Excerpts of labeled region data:

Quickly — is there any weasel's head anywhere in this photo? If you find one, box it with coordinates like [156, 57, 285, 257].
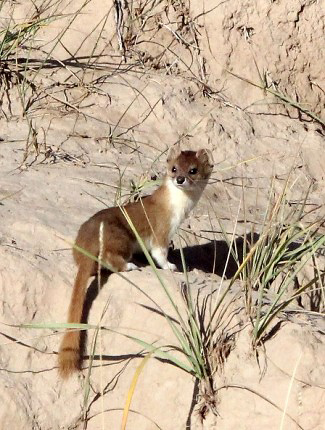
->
[167, 147, 213, 191]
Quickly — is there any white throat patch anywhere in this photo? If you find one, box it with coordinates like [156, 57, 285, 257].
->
[166, 178, 201, 238]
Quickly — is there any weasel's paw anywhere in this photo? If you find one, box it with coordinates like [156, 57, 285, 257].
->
[164, 261, 177, 272]
[125, 263, 139, 272]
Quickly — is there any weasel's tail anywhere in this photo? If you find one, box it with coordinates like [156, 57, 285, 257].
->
[59, 258, 93, 379]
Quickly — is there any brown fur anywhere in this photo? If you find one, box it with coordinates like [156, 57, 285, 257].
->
[59, 149, 212, 378]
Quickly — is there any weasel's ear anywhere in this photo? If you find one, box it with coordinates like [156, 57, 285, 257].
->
[196, 149, 213, 167]
[167, 143, 181, 161]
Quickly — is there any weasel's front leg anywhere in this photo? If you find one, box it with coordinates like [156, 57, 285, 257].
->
[151, 247, 177, 271]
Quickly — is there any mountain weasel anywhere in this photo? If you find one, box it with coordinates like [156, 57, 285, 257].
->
[59, 147, 213, 378]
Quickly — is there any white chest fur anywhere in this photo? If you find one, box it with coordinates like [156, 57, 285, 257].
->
[167, 180, 201, 238]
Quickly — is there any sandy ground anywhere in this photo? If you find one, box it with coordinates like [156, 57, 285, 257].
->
[0, 0, 325, 430]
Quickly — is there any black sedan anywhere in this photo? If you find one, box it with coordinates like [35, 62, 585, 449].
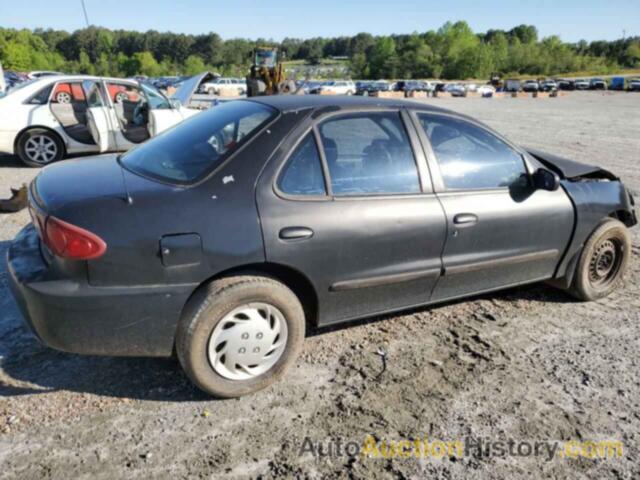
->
[8, 96, 636, 397]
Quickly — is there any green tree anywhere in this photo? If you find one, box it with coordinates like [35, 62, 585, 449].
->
[183, 55, 207, 75]
[370, 37, 399, 78]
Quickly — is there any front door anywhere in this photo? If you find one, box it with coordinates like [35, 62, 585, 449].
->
[258, 110, 446, 324]
[414, 113, 574, 300]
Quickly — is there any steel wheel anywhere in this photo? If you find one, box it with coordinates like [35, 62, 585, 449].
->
[24, 135, 58, 165]
[208, 303, 287, 380]
[56, 92, 71, 103]
[589, 238, 622, 288]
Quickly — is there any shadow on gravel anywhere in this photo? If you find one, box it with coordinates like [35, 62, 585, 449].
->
[0, 236, 572, 401]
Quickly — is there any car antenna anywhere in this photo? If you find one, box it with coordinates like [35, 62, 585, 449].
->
[118, 157, 133, 205]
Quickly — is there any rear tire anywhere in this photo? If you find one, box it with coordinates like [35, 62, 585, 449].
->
[176, 275, 305, 398]
[17, 128, 65, 168]
[568, 219, 631, 301]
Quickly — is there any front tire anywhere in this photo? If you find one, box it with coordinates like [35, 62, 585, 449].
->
[569, 219, 631, 301]
[17, 128, 65, 168]
[176, 275, 305, 398]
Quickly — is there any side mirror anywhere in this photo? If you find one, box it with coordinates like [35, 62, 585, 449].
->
[533, 168, 560, 192]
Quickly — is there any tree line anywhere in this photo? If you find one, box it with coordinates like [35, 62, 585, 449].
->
[0, 21, 640, 79]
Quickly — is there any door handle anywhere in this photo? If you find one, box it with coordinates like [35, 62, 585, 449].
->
[453, 213, 478, 226]
[280, 227, 313, 240]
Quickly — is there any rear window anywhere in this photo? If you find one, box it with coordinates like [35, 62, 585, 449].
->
[121, 101, 277, 184]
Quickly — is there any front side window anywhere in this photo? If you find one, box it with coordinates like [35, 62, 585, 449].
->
[278, 133, 327, 195]
[140, 83, 171, 110]
[121, 101, 277, 183]
[418, 113, 527, 190]
[320, 112, 420, 196]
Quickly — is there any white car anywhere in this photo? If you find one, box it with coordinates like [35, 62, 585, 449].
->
[199, 78, 247, 95]
[27, 70, 64, 80]
[0, 75, 203, 167]
[476, 85, 496, 97]
[320, 80, 356, 95]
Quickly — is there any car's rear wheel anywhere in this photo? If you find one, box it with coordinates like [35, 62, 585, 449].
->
[17, 128, 64, 167]
[569, 219, 631, 301]
[176, 275, 305, 398]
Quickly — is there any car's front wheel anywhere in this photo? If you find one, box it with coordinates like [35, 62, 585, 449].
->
[569, 218, 631, 301]
[176, 275, 305, 398]
[17, 128, 64, 167]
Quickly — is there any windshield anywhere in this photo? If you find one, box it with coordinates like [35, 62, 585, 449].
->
[121, 101, 277, 184]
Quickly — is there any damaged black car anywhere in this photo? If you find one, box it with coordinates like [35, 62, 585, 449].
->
[8, 96, 637, 397]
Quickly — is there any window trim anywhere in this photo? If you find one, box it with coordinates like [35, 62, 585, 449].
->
[273, 125, 332, 202]
[118, 100, 282, 189]
[313, 107, 424, 201]
[22, 82, 58, 106]
[408, 109, 533, 194]
[271, 105, 436, 202]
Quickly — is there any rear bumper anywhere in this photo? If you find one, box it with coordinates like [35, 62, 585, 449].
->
[7, 225, 196, 356]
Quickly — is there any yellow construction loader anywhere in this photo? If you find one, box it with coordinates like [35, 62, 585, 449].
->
[247, 47, 297, 97]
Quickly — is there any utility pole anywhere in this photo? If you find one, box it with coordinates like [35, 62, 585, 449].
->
[80, 0, 89, 28]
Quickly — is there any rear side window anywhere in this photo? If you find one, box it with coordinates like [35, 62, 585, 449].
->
[278, 133, 327, 195]
[320, 112, 420, 196]
[121, 101, 277, 184]
[418, 114, 527, 190]
[27, 85, 53, 105]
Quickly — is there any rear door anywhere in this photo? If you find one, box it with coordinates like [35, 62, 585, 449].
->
[413, 113, 574, 300]
[82, 80, 117, 152]
[257, 110, 446, 324]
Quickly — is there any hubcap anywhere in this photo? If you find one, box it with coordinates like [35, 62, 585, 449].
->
[24, 135, 58, 163]
[208, 303, 287, 380]
[589, 239, 622, 287]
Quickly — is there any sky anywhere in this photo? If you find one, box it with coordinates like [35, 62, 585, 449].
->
[0, 0, 640, 42]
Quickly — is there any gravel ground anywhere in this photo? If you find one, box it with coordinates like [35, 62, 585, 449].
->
[0, 92, 640, 479]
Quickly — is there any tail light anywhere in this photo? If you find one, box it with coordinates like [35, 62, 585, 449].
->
[42, 217, 107, 260]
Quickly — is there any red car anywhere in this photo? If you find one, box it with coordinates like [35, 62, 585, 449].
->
[53, 83, 138, 103]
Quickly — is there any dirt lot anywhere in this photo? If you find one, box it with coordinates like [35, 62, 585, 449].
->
[0, 92, 640, 479]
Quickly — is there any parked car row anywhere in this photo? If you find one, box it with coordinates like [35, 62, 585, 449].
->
[504, 77, 640, 92]
[0, 74, 206, 167]
[198, 77, 247, 95]
[7, 94, 637, 397]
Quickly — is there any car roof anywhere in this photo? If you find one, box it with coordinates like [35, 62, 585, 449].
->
[250, 95, 452, 116]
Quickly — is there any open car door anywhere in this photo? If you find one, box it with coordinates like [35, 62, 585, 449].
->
[82, 80, 116, 152]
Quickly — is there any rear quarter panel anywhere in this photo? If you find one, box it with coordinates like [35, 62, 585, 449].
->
[556, 180, 633, 285]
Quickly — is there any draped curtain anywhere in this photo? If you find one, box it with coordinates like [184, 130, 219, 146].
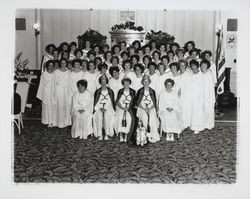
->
[41, 9, 220, 55]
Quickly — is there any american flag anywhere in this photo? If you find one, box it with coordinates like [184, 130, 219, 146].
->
[215, 27, 226, 95]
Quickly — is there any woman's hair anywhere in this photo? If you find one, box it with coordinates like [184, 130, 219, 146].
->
[87, 50, 96, 57]
[200, 59, 211, 68]
[74, 49, 83, 56]
[152, 50, 161, 59]
[110, 55, 119, 64]
[141, 75, 151, 85]
[148, 61, 157, 69]
[189, 59, 199, 68]
[98, 63, 108, 71]
[87, 61, 96, 70]
[122, 77, 132, 86]
[132, 40, 141, 48]
[142, 55, 152, 63]
[98, 75, 109, 84]
[72, 59, 82, 66]
[134, 63, 144, 73]
[59, 58, 68, 67]
[45, 60, 55, 68]
[161, 55, 169, 62]
[169, 62, 180, 71]
[103, 50, 112, 60]
[164, 79, 175, 87]
[122, 60, 132, 70]
[45, 44, 56, 52]
[130, 54, 140, 62]
[109, 66, 120, 77]
[76, 79, 88, 89]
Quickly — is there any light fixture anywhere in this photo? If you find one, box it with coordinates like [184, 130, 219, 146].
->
[33, 23, 40, 36]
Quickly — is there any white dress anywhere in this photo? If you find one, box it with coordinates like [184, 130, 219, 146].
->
[53, 70, 71, 128]
[190, 71, 204, 131]
[202, 70, 215, 129]
[36, 71, 55, 126]
[93, 90, 115, 137]
[116, 91, 132, 134]
[109, 77, 123, 100]
[83, 71, 99, 95]
[68, 71, 83, 105]
[159, 90, 183, 134]
[71, 89, 94, 139]
[180, 71, 193, 128]
[136, 91, 160, 142]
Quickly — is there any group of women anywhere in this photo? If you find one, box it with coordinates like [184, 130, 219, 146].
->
[37, 40, 216, 145]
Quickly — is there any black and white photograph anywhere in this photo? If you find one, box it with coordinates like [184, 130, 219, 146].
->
[0, 1, 249, 198]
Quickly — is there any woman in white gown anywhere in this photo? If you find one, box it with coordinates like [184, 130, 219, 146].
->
[53, 59, 71, 128]
[68, 59, 83, 105]
[36, 60, 55, 127]
[136, 75, 160, 143]
[159, 79, 183, 141]
[93, 75, 115, 140]
[115, 78, 135, 142]
[200, 60, 215, 129]
[190, 60, 204, 134]
[179, 59, 192, 128]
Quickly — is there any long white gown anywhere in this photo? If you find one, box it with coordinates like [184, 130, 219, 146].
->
[71, 89, 94, 139]
[202, 70, 215, 129]
[136, 91, 160, 142]
[180, 71, 193, 128]
[68, 71, 83, 106]
[93, 90, 115, 137]
[116, 91, 132, 134]
[159, 90, 183, 134]
[53, 70, 71, 128]
[190, 71, 204, 131]
[36, 71, 55, 126]
[109, 77, 123, 100]
[83, 71, 98, 95]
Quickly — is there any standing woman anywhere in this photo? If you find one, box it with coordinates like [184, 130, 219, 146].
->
[93, 75, 115, 140]
[115, 78, 135, 142]
[53, 59, 71, 128]
[136, 75, 160, 143]
[36, 60, 55, 127]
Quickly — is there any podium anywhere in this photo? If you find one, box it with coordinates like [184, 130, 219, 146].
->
[109, 30, 145, 46]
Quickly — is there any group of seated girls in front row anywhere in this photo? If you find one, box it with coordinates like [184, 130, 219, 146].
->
[37, 41, 216, 145]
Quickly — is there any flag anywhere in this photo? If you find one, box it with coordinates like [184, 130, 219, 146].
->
[215, 27, 226, 95]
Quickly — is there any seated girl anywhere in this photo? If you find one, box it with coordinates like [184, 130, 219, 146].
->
[71, 79, 93, 139]
[93, 75, 115, 140]
[159, 79, 183, 141]
[115, 78, 135, 142]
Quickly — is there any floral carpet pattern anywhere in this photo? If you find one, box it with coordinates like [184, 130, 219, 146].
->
[13, 121, 237, 184]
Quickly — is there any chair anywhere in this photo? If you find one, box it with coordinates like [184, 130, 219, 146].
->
[13, 112, 23, 134]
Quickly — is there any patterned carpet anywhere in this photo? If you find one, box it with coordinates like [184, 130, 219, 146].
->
[14, 121, 237, 184]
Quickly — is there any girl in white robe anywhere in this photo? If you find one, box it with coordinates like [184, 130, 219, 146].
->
[179, 60, 193, 128]
[36, 60, 55, 127]
[93, 75, 115, 140]
[136, 75, 160, 143]
[83, 61, 98, 95]
[159, 79, 183, 141]
[190, 60, 204, 134]
[68, 59, 83, 105]
[109, 66, 122, 99]
[53, 59, 71, 128]
[200, 60, 215, 129]
[71, 80, 94, 139]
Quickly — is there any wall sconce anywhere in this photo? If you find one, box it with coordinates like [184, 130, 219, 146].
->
[33, 23, 40, 36]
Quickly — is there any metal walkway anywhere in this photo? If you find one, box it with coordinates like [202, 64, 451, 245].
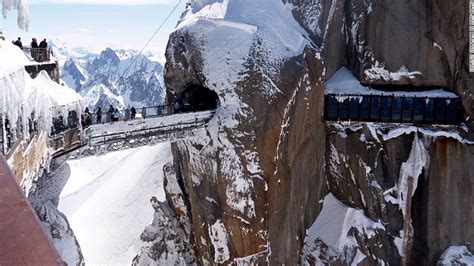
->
[49, 111, 215, 159]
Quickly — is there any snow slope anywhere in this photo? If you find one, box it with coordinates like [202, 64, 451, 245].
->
[59, 143, 172, 264]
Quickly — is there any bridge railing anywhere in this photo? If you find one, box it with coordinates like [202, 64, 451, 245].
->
[324, 94, 463, 124]
[23, 47, 53, 63]
[81, 105, 185, 127]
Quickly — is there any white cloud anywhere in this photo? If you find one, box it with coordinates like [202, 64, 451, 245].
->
[29, 0, 178, 5]
[76, 28, 89, 32]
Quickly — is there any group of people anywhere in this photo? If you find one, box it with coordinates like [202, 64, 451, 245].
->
[13, 37, 48, 49]
[13, 37, 49, 62]
[81, 105, 137, 127]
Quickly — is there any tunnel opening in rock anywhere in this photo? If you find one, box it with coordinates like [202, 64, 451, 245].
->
[324, 67, 464, 125]
[180, 85, 220, 112]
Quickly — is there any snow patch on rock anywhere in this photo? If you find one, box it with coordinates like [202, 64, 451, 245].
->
[2, 0, 30, 30]
[437, 246, 474, 266]
[302, 193, 385, 264]
[209, 220, 230, 263]
[364, 61, 423, 81]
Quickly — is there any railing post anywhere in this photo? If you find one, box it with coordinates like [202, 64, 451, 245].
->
[357, 96, 364, 122]
[400, 95, 406, 123]
[390, 94, 395, 123]
[367, 93, 372, 121]
[444, 98, 451, 124]
[422, 96, 429, 124]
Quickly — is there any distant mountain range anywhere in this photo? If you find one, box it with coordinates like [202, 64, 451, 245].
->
[53, 42, 166, 110]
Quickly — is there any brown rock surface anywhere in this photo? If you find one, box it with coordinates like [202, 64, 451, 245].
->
[160, 0, 474, 265]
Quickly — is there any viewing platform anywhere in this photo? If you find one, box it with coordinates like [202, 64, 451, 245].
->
[23, 47, 60, 83]
[324, 68, 464, 125]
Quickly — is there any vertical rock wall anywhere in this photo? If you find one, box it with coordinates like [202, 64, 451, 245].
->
[161, 0, 473, 265]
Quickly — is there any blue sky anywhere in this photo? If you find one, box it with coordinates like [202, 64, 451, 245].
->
[1, 0, 186, 52]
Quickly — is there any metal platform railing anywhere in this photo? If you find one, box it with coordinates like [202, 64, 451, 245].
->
[23, 47, 53, 63]
[324, 94, 464, 125]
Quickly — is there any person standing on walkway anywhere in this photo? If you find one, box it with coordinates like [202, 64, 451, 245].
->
[96, 107, 102, 124]
[13, 37, 23, 49]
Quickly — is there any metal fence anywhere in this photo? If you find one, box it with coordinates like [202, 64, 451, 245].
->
[81, 105, 181, 127]
[51, 105, 195, 136]
[23, 47, 53, 63]
[324, 94, 463, 124]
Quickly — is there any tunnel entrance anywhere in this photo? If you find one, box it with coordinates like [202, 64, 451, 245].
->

§ **Given exercise**:
Please copy out the lines above, everything from the first one down to the line containing "[59, 149, 212, 378]", with both of those included. Leave the pictures out.

§ **Result for this task**:
Quickly — is there any weasel's head anywhere in this photo? If you find one, box it with coordinates like [156, 57, 285, 257].
->
[167, 147, 213, 191]
Quickly — is there any white throat patch anywhere in this photo? If you find one, box it with coordinates like [156, 57, 285, 257].
->
[166, 178, 201, 238]
Quickly — is there any weasel's paw anywhere in this photo? If you find one, box it with coordinates like [156, 57, 285, 257].
->
[164, 261, 177, 272]
[125, 263, 139, 272]
Quickly — is there any weasel's tail anywhere in this photo? If you find one, box it with coordinates like [156, 57, 285, 257].
->
[59, 258, 93, 379]
Quickly — is there any brown fur anywhere in this photo? If you find one, box it with coordinates like [156, 57, 285, 257].
->
[59, 149, 212, 378]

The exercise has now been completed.